- PROMPT:
Repeat the records below exactly, line for line.

- Natural-language object grounding data:
________________________
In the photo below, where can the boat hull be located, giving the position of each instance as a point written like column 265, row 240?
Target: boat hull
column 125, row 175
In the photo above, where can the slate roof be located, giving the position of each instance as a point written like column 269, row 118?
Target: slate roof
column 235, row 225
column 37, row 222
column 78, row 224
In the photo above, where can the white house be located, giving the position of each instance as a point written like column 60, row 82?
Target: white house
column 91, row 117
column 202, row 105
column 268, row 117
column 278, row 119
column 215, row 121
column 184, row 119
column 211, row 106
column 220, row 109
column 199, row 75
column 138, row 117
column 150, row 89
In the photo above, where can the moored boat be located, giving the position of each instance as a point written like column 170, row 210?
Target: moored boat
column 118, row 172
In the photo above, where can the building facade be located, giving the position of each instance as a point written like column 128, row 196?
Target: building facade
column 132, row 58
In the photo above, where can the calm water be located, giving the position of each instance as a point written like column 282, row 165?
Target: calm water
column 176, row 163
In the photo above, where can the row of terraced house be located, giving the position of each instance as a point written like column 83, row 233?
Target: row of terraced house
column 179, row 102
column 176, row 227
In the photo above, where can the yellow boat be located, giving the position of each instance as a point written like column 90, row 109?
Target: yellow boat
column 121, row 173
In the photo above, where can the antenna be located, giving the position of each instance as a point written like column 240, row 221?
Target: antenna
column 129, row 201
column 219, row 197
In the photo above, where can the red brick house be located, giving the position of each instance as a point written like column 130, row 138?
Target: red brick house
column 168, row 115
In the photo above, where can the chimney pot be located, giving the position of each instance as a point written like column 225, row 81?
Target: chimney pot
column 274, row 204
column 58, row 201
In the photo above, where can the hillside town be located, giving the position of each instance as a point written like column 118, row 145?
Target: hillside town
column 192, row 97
________________________
- OUTPUT:
In the photo below, where can the boat hull be located, giving the position of each instance as a point written like column 265, row 240?
Target: boat hull
column 125, row 175
In the photo above, where can the slate roof be located, giving the position of each instance as a point written like column 269, row 118?
Target: slate roof
column 235, row 225
column 37, row 222
column 78, row 224
In the photo above, where can the white house be located, giving the position of each instance as a point written like column 60, row 82?
Target: white house
column 91, row 117
column 202, row 105
column 268, row 117
column 278, row 119
column 215, row 121
column 184, row 119
column 211, row 106
column 220, row 109
column 199, row 75
column 138, row 117
column 150, row 89
In the photo above, where can the moored boat be located, giving the position of each instance as a point written like column 170, row 210?
Target: moored boat
column 118, row 172
In the photo above, where can the building facade be located, giving the position of each instance as a point written like column 128, row 196?
Target: building facade
column 132, row 58
In the photo above, where can the calm water be located, giving the position of each instance as a point written like column 282, row 165?
Target: calm water
column 176, row 163
In the photo above, where can the row of terraced house be located, giving the position of each instance as a point written like column 83, row 233?
Target: row of terraced house
column 179, row 102
column 176, row 227
In the photo above, where can the yellow boat be located, giving the position of each instance as a point written like column 90, row 109?
Target: yellow boat
column 121, row 173
In the photo above, where can the antenna be located, giving the position of each instance as a point written like column 240, row 221?
Target: antenna
column 129, row 201
column 219, row 197
In the photo above, where can the red brick house be located, giving the position of each instance as a point written like column 130, row 138?
Target: red brick house
column 168, row 115
In the photo above, where can the chimney pot be located, giving the position of each instance as a point written like column 225, row 81?
Target: chimney pot
column 274, row 204
column 58, row 201
In the photo above, where can the hillside town be located, giving the position of each instance as a point written like column 118, row 145?
Target: hillside town
column 192, row 97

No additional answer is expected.